From the entries below, copy out every line that contains the word "wave".
---- Data supplied
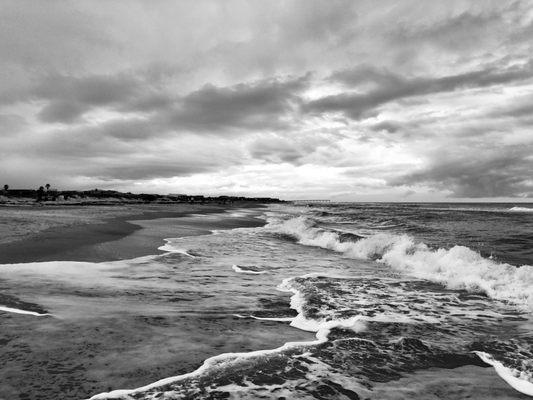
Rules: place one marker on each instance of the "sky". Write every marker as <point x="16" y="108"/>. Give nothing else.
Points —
<point x="341" y="100"/>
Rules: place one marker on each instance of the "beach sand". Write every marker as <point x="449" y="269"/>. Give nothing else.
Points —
<point x="77" y="233"/>
<point x="99" y="338"/>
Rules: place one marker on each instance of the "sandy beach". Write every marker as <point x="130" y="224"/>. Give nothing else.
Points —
<point x="80" y="233"/>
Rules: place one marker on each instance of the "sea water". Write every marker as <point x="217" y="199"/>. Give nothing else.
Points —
<point x="372" y="294"/>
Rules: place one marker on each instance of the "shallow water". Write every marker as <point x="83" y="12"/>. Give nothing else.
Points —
<point x="373" y="294"/>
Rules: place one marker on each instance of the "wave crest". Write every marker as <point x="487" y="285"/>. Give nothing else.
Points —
<point x="456" y="268"/>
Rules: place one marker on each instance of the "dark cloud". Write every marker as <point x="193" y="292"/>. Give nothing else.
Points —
<point x="478" y="173"/>
<point x="264" y="104"/>
<point x="388" y="126"/>
<point x="67" y="98"/>
<point x="391" y="87"/>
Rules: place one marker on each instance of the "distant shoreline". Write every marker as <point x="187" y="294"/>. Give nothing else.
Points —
<point x="65" y="233"/>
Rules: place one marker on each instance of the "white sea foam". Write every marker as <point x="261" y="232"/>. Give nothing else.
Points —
<point x="322" y="329"/>
<point x="521" y="209"/>
<point x="275" y="319"/>
<point x="18" y="311"/>
<point x="240" y="270"/>
<point x="170" y="248"/>
<point x="518" y="380"/>
<point x="456" y="268"/>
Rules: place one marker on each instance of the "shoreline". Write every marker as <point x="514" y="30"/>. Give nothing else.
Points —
<point x="85" y="239"/>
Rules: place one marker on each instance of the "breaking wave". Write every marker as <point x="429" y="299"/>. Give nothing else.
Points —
<point x="521" y="209"/>
<point x="456" y="268"/>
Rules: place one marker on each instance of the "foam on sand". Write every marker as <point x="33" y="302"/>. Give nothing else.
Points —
<point x="521" y="209"/>
<point x="322" y="329"/>
<point x="456" y="268"/>
<point x="169" y="248"/>
<point x="24" y="312"/>
<point x="514" y="378"/>
<point x="241" y="270"/>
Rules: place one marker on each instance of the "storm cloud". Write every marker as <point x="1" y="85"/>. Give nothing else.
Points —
<point x="338" y="99"/>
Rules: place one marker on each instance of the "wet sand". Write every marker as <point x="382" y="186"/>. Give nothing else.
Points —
<point x="79" y="233"/>
<point x="106" y="329"/>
--------
### Solution:
Rules: place one marker on each instance of the "wave crest". Write every marker as <point x="487" y="285"/>. Give nothing else.
Rules: place one marker on each instance of the "breaking wave". Write every marker as <point x="429" y="299"/>. Give nothing else.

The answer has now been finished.